__Texto del ejercicio__.
§ §
Ya tenemos pues a Vicente de Paúl abandonado poco a poco sus proyectos, sus pequeños arreglos humanos, las orillas familiares de su vida, para arribar en otras desconocidas. Bérulle acababa de fundar la congregación del Oratorio, en este año de 1611, y de establecer en el barrio Saint-Jacques, en el hotel del Petit-Bourbon. Apenas abierta la casa, Vicente se refugia allí para hacer un retiro. No tiene intención de agregarse al Oratorio; no tiene tal vez intención alguna; quiere paz, silencio y luz. Aquí se colocaría, al decir de algunos, esta solemne reunión en la que los tres grandes reformadores de la Iglesia en el siglo XVII, Bérulle, Vicente de Paúl y Bourdoise, habrían elegido su misión, delimitado cada uno su cantón en el campo del Maestro. Este encuentro se apoya en una tradición bien dudosa. Lo que se puede decir, es que estos tres hombres veían a los males de la Iglesia  los mismos remedios esenciales. Bérulle estaba listo para su propia obra; Bourdoise también, ya que sus pequeñas comunidades iban a nacer; Vicente, con seguridad, no lo estaba. Oh, él tenía muchas ideas, y entreveía, por ellas y por Dios, abandonar sus planes personales. Pero todavía andaba dudando, se tomaba su tiempo. Si tuviéramos demasiadas prisas en hacer un santo, Bourdoise, con su lenguaje vigoroso, nos desengañaría. «Un gallina!» decía de Vicente.

Bérulle, él, vio claro sobre la naturaleza de Vicente y lo que se podía esperar de esta alma2. Valiéndose de la autoridad que tenía sobre el que se había puesto en sus manos, le hizo nombrar párroco de Clichy, un pueblo de los alrededores de París. Adiós a la «retirada honrosa».  ¡Adiós a las perspectivas humanas! Bérulle ha cortado por lo sano. Desde este momento, Vicente no será ya más que un instrumento dócil de las voluntades de su director, a la espera de ser, simple y únicamente, el hombre de Dios.

  1. Habían venido de España, llamados por María de Médicis. Vicente de Paúl, al pedirles que les ayudaran, dio ejemplo. Aquel a quien se ha llamado el «pobre sacerdote», Claude Bernard, empleó en los mismos lugares su celo admirable.
§ §
__Enunciado__.
Transcribe del texto sobre Vicente de Paúl el fragmento que empieza en las palabras «1. Habían venido» y concluye tras las palabras «su celo admirable.». Los registros proceden de una fuente distinta.

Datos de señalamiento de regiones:
§ §
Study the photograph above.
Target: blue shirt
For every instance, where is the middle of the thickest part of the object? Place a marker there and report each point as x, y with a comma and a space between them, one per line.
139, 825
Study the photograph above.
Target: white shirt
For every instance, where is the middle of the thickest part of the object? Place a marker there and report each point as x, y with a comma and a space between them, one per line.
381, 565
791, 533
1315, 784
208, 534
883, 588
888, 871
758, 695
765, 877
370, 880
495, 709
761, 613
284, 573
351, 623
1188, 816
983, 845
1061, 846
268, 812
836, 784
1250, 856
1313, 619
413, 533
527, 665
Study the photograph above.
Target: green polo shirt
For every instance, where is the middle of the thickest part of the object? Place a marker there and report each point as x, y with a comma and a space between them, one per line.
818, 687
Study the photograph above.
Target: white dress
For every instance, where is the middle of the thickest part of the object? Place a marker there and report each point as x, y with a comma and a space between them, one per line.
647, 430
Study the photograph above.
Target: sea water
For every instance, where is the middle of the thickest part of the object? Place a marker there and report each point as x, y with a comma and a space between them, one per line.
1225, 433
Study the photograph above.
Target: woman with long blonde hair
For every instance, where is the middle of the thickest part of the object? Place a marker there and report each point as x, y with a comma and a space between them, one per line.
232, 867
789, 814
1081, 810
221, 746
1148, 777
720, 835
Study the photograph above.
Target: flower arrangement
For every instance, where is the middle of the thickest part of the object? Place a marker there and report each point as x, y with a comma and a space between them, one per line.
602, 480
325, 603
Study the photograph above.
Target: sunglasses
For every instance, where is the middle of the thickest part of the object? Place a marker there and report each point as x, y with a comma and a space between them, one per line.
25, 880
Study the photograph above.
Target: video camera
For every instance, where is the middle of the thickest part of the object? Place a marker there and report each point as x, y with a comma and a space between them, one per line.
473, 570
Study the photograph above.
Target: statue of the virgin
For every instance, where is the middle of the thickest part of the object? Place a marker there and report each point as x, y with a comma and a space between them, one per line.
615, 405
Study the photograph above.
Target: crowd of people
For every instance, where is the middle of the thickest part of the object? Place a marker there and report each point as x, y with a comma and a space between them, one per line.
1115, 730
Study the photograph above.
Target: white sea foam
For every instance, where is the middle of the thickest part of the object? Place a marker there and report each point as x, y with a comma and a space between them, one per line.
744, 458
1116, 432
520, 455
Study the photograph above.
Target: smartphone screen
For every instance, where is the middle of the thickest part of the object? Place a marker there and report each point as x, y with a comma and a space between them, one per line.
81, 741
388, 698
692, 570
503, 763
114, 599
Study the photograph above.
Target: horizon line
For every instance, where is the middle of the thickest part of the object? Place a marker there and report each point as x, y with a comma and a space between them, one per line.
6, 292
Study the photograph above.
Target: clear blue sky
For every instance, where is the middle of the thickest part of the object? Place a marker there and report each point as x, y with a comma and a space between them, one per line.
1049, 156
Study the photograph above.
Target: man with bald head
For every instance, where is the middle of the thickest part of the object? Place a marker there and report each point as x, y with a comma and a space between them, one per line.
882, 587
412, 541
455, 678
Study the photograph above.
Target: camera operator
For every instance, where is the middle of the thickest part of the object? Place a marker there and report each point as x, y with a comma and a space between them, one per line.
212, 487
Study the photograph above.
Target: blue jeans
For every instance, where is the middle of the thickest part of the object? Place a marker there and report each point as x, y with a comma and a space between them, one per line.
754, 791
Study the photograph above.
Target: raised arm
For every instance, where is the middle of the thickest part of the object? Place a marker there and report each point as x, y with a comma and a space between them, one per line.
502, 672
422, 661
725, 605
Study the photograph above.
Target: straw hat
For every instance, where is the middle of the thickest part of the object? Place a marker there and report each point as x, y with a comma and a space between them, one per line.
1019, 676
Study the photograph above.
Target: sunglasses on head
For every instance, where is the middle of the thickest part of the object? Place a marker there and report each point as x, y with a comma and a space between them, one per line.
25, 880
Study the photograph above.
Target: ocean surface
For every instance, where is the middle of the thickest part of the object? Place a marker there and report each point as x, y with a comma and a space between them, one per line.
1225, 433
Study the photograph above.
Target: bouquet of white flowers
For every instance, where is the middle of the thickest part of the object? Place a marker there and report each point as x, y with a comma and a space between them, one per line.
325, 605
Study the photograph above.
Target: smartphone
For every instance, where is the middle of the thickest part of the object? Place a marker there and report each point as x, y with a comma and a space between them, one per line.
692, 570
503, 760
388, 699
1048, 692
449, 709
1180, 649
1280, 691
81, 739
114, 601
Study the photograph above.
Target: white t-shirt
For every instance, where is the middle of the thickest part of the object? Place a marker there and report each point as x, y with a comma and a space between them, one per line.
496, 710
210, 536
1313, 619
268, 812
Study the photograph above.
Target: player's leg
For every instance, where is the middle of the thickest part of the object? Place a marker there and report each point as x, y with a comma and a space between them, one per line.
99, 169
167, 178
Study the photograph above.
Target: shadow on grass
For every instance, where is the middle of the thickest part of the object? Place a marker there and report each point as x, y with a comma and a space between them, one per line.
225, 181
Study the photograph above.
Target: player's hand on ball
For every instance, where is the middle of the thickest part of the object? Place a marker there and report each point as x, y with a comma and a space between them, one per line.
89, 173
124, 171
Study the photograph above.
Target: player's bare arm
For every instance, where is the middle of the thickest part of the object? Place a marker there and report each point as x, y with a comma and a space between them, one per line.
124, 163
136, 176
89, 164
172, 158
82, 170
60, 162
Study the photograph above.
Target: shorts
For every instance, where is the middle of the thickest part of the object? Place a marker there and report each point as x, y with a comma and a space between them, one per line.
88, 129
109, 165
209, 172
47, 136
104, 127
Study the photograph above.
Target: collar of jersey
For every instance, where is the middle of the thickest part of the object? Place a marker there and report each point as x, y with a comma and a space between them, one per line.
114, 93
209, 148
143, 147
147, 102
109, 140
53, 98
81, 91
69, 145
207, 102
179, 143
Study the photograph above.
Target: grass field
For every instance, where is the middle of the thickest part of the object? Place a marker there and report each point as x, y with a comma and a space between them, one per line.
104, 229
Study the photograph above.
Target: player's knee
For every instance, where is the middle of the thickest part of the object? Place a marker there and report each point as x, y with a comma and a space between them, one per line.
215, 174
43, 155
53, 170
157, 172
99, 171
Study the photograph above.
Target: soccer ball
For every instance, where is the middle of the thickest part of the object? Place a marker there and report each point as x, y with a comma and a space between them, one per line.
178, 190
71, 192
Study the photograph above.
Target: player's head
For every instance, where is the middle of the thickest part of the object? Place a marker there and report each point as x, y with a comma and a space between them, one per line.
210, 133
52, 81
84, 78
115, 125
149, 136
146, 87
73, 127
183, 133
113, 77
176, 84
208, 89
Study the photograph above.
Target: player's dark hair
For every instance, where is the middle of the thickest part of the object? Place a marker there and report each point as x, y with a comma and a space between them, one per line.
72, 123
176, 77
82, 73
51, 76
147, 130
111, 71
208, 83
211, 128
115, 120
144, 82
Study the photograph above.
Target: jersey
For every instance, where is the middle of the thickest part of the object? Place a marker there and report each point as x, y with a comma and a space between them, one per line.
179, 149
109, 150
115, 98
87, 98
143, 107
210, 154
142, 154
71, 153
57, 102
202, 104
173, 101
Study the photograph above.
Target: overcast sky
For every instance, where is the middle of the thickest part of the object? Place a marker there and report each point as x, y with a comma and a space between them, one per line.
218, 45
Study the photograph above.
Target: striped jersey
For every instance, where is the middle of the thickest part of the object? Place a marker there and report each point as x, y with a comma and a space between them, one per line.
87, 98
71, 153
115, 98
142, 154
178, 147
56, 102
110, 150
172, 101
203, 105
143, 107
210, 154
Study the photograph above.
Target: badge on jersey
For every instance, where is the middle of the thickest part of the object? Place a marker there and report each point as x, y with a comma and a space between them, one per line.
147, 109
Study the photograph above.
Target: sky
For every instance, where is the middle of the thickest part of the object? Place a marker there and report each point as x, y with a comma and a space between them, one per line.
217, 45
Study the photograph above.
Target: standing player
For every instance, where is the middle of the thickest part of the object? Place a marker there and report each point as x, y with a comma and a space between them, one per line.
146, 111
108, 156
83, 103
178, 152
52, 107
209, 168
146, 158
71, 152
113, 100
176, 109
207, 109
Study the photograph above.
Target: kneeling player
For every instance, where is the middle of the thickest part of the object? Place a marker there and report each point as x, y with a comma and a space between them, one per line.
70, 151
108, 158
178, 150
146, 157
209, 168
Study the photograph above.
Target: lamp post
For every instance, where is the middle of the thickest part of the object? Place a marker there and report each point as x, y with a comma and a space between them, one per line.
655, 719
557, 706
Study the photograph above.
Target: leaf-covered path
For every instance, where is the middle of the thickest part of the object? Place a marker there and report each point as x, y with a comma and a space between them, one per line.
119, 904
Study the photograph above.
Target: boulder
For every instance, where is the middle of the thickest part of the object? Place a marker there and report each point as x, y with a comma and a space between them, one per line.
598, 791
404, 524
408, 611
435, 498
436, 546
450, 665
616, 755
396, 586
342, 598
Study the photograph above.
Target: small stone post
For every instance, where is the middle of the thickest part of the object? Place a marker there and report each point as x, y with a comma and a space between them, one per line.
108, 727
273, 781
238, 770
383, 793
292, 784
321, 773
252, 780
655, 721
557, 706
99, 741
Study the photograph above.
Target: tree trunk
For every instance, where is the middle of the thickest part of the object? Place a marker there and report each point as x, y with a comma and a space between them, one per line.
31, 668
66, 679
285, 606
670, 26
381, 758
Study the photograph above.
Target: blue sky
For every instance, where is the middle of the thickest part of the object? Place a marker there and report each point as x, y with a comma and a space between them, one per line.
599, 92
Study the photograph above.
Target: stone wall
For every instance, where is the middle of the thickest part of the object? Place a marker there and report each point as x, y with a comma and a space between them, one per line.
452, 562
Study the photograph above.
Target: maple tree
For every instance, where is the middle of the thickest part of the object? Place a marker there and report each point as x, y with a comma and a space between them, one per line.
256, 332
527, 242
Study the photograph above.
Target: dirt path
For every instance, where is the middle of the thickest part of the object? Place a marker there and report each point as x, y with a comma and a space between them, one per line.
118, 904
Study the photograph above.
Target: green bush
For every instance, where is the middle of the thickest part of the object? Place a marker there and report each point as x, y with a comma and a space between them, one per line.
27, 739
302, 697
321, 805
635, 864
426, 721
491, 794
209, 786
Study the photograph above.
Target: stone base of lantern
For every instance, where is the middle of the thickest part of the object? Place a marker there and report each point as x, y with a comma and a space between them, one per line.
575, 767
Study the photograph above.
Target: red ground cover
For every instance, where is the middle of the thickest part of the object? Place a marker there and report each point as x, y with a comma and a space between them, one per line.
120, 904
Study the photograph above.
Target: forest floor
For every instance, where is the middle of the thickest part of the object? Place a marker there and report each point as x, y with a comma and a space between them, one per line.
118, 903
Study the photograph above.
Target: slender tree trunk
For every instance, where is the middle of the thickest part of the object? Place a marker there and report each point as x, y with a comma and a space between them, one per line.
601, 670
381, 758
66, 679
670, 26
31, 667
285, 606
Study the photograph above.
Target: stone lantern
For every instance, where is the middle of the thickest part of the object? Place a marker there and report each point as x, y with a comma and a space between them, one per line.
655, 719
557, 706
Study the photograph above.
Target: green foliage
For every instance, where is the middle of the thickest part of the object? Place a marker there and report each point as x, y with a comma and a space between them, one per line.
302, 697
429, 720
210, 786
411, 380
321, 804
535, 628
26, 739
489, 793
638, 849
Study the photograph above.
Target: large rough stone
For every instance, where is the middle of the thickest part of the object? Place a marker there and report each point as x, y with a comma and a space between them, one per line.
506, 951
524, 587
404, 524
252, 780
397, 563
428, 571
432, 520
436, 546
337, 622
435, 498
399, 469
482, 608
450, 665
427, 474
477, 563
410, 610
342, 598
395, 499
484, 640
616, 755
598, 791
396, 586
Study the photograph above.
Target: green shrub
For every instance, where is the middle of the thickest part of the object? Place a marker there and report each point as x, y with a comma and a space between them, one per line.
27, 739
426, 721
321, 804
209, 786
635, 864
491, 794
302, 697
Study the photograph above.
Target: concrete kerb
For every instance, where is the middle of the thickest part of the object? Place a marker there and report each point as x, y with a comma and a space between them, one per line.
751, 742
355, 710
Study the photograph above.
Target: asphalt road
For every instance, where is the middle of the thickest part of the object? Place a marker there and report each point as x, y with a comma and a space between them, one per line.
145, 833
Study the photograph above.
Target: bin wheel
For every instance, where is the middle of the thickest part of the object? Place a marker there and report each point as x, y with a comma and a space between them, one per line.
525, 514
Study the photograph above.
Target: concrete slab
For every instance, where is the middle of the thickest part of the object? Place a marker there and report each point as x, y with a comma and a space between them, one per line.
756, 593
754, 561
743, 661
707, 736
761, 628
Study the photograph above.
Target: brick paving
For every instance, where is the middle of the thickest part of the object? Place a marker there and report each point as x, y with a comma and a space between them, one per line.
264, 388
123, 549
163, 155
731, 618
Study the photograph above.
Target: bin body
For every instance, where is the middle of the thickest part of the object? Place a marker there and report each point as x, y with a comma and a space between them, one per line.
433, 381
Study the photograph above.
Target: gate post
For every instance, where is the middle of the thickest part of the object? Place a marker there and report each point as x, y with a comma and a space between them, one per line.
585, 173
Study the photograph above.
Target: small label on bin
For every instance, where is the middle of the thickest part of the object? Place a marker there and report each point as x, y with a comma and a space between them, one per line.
§ §
__Respuesta__.
1. Habían venido de España, llamados por María de Médicis. Vicente de Paúl, al pedirles que les ayudaran, dio ejemplo. Aquel a quien se ha llamado el «pobre sacerdote», Claude Bernard, empleó en los mismos lugares su celo admirable.